Supplied text:
════════════════
The Government Affairs and Services Committee advanced a recommendation to the assembly on a substitute ordinance for employee housing that would prohibit tents and impose sanitation requirements.

“We’re trying to hold employers to a standard that they need to pay people well enough so that they don’t have to live in a tent,” committee chair Heather Lende said on Tuesday.

Committee member Brenda Josephson agreed with Lende. Josephson said that doing so would eliminate “tent cities,” preserve the townsite area and limit tents to general use zones.

Committee member Sean Maidy disagreed with removing tents from employee housing. He said as long as an employer offers proper facilities up to standards, he doesn’t think it’s the Haines Borough’s place to tell employees what they can’t choose.

The committee unanimously agreed to add sanitation requirements to code. Borough planner Holly Smith said she will add a mandate to the ordinance to include a required number of toilets per a set number of employees, using government agency health and safety regulations as a guideline.

Smith proposed a substitute ordnance that eliminates employee housing from accessory use and establishes special approval criteria after the planning commission’s decision to separate the two in July 2018.

The committee’s recommendations will be brought the Haines Borough Assembly for review.

On Tuesday, the committee also killed the borough clerk’s recommendation to increase burial rates, keeping them at $350 per person for burials and cremations. The proposed increase would have increased the fee to $600 per person, and charge $100 to reserve a plot.

Borough manager Debra Schnabel said the current $350 covers labor and equipment, but does not account for the cost of expanding, developing and maintaining the cemetery.

Committee members Lende and Josephson opposed the increase. Committee members Maidy said not increasing fees to meet the cost of service puts too large a burden on the volunteers, who perform the various responsibilities of handling the deceased.

“I’m not looking to make money off it,” Maidy said, “I’m looking to just break even, which if we don’t increase the fee, we won’t.”

Josephson said that since volunteers who do the work have spoken against raising fees, she can’t support the increase.

In public testimony at the Feb. 12 assembly meeting, volunteer medical technician Cindy Jones said she is on the ambulance crew that picks up a body for free, and she also helps prepare bodies for burial. “To raise it this much I think is really excessive and I would really like to see you folks revisit this,” she said.
════════════════
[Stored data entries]
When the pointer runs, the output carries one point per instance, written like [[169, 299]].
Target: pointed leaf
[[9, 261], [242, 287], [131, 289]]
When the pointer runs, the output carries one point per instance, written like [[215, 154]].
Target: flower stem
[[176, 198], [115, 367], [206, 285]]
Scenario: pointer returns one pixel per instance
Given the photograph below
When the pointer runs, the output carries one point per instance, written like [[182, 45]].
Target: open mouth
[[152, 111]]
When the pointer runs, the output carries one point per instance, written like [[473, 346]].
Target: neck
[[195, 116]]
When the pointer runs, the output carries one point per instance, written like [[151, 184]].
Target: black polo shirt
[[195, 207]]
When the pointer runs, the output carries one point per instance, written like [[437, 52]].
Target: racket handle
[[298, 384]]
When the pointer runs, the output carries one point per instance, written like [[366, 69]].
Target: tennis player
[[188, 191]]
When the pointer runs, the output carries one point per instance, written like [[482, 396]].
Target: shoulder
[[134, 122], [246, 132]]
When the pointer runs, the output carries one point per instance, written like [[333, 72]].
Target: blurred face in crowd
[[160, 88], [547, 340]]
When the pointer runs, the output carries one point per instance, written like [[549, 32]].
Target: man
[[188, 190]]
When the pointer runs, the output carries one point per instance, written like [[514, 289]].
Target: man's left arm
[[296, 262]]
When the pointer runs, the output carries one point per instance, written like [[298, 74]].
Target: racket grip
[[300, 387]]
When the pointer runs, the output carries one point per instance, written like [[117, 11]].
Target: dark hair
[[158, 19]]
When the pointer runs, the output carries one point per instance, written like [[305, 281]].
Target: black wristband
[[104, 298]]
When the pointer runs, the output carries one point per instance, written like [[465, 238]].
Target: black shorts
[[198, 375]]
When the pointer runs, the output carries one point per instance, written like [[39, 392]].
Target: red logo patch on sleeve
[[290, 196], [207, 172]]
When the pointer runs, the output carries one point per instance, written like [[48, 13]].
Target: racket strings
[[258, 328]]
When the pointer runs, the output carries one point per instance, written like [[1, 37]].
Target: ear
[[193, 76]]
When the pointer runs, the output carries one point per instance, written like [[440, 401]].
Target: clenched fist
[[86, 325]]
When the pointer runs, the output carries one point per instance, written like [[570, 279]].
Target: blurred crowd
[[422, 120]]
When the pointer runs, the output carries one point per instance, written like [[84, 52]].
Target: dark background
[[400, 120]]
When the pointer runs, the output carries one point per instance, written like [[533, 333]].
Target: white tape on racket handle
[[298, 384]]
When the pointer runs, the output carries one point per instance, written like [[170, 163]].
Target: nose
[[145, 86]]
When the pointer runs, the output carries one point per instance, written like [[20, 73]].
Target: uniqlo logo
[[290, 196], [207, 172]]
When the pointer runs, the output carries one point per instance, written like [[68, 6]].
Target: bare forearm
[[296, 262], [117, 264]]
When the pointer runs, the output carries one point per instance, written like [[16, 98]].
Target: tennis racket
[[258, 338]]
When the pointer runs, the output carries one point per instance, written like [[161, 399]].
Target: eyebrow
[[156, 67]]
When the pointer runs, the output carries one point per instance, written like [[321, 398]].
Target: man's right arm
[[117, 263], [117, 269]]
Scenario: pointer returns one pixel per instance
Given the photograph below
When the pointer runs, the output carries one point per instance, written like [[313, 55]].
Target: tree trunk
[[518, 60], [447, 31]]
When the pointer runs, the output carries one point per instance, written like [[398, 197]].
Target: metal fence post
════════════════
Required work: Using the Haines Borough committee article above, list each person the article names, along with the role it gives that person.

Result:
- Heather Lende: committee chair
- Brenda Josephson: committee member
- Sean Maidy: committee member
- Holly Smith: borough planner
- Debra Schnabel: borough manager
- Cindy Jones: volunteer medical technician